Exercise instructions:
Go through the entries below and write each one out exactly.

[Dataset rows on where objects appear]

— start —

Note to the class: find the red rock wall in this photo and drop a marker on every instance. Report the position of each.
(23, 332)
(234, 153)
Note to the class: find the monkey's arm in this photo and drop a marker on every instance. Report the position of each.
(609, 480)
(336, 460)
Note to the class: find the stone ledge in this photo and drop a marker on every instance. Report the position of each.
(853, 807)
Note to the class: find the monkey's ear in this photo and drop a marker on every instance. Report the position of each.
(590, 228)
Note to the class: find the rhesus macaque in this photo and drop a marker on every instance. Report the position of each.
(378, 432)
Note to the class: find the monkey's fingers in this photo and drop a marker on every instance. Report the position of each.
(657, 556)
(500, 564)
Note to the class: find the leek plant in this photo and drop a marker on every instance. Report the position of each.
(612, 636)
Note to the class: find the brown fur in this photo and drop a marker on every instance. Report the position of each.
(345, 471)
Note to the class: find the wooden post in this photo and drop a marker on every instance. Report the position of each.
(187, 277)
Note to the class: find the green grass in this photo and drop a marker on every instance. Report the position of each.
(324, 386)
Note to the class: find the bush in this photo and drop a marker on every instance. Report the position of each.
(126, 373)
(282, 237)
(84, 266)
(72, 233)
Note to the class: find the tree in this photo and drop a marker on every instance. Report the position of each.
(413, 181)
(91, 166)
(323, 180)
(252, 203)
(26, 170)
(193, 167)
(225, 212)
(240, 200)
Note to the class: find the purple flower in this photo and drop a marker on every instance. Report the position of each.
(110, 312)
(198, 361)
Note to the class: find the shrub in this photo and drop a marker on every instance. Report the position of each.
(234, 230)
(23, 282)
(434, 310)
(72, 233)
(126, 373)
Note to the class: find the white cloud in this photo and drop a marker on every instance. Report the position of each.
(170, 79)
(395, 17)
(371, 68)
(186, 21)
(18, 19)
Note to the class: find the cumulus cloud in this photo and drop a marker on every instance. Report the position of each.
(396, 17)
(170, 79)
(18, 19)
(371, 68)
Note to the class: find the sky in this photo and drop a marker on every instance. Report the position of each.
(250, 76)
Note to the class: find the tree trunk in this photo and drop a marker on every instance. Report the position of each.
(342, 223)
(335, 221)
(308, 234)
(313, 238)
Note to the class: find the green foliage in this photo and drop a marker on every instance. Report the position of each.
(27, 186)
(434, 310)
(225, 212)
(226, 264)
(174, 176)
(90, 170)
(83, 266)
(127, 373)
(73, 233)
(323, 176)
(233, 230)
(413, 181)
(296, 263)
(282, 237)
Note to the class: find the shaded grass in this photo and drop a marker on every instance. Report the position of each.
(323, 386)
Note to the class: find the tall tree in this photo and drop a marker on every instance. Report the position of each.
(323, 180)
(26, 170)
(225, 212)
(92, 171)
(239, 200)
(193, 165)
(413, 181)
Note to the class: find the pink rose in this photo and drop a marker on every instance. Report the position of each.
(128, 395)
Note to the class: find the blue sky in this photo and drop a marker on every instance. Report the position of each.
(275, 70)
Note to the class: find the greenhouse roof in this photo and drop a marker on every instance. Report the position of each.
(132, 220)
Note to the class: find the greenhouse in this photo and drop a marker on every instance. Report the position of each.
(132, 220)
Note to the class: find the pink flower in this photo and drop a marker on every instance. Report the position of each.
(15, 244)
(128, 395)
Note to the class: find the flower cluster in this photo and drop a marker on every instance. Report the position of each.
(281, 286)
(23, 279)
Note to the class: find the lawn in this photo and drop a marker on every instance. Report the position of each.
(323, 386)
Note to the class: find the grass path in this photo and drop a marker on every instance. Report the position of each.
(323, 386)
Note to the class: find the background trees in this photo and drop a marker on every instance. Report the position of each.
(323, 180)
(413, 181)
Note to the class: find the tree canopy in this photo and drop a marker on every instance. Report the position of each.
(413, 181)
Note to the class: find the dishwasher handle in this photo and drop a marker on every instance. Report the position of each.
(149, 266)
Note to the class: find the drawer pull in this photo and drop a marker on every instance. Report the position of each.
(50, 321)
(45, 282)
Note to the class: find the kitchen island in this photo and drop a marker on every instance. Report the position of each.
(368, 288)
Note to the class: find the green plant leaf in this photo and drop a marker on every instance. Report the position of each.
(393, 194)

— end —

Exercise answer:
Note to the class: find the red rock wall in this photo and drop a marker on every instance. Report the position of each.
(23, 332)
(234, 153)
Note to the class: find the monkey's arm in this photo and drop a marker on every instance. Report the position of each.
(609, 480)
(336, 460)
Note to the class: find the stone ledge in this photo and drop a marker on every instance. Report the position of each.
(853, 807)
Note to the class: find the monkey's ear in this photo and drop a marker on every instance. Report the position of each.
(590, 228)
Note to the class: find the rhesus macaque in this photo and drop a marker on every instance. Report the position of each.
(378, 432)
Note to the class: find the monkey's fingers in this photo and drop a marker on every instance. Report the position of each.
(657, 556)
(500, 564)
Note to the class: find the leek plant in this photo and drop a marker on every instance. Report the position of each.
(612, 636)
Note to the class: find the brown fur in this photo and drop a marker on every instance. Report the position of each.
(345, 471)
Note to the class: find the wooden post in this photo and drop a marker on every instance. Report the position of each.
(187, 277)
Note to the class: find the green grass in this photo and drop a marker on every instance. Report the position of each.
(324, 386)
Note to the class: find the bush in this photo and drop a marker on every instance. Report the position of each.
(126, 373)
(282, 237)
(84, 266)
(72, 233)
Note to the class: find the tree in this photo and drop a marker on every instance. Report the position of each.
(413, 181)
(91, 166)
(323, 180)
(252, 203)
(26, 170)
(193, 167)
(225, 212)
(240, 200)
Note to the class: find the purple flower in this photo and drop a marker on every instance. Report the position of each.
(110, 312)
(198, 361)
Note to the class: find the shrub in this photo and drop a marker on every instance. Report the position of each.
(234, 230)
(23, 282)
(434, 310)
(72, 233)
(126, 373)
Note to the class: find the white cloud in this photo and drop a marker on every instance. Report the position of each.
(170, 79)
(395, 17)
(371, 68)
(186, 21)
(18, 19)
Note to the class: find the cumulus cloud in this photo and drop a marker on every instance. Report the position of each.
(396, 17)
(170, 79)
(18, 19)
(371, 68)
Note to the class: find the sky in this photo and drop a marker on every instance. Report the position of each.
(250, 76)
Note to the class: find the tree trunk in this photo and drop a marker on every instance. Report the position of each.
(342, 223)
(335, 221)
(308, 234)
(313, 238)
Note to the class: find the green foliage in this photo and drop a marker on every instance. Report the position of each.
(27, 186)
(434, 310)
(225, 212)
(226, 264)
(174, 176)
(90, 170)
(83, 266)
(127, 373)
(73, 233)
(323, 176)
(233, 230)
(413, 181)
(296, 263)
(282, 237)
Note to the class: find the shaded grass in this photo and drop a marker on every instance. Report the position of each.
(323, 386)
Note to the class: find the tall tree in this photo and drop a marker on every instance. Report the position of each.
(323, 180)
(26, 170)
(225, 212)
(92, 171)
(239, 200)
(193, 165)
(413, 181)
Note to the class: find the pink rose in this photo and drop a marker on every instance. Report the position of each.
(128, 395)
Note to the class: find the blue sky in this photo and drop a marker on every instance. Report the position of each.
(275, 70)
Note to the class: find the greenhouse roof in this photo and drop a marker on every instance. Report the position of each.
(132, 220)
Note to the class: find the greenhouse in this photo and drop a marker on every instance. Report the position of each.
(132, 220)
Note to the class: find the pink flower in this photo and drop a marker on every instance. Report the position of each.
(15, 244)
(128, 395)
Note to the class: find the flower cluster in this photo and drop a marker on every instance. Report the position of each.
(281, 286)
(23, 279)
Note to the class: find the lawn in this photo and drop a marker on every instance. Report the position of each.
(323, 386)
Note to the class: find the grass path in this photo and drop a marker on every instance. Report the position of each.
(323, 386)
Note to the class: find the background trees in this photo and drop a marker on every instance. Report the position of each.
(323, 180)
(413, 181)
Note to the class: find the tree canopy in this photo and drop a marker on every instance. Report the position of each.
(413, 181)
Note to the class: find the dishwasher handle in this photo and drop a marker on every instance. Report the position of each.
(149, 266)
Note to the class: find the drawer pull in this photo and drop a marker on every instance. Report the position of each.
(50, 321)
(45, 282)
Note to the class: find the kitchen island in this photo and drop a marker on every instance. Report the position of each.
(368, 288)
Note to the class: find the green plant leaf in this photo and drop a marker on every instance. Report the position of each.
(393, 194)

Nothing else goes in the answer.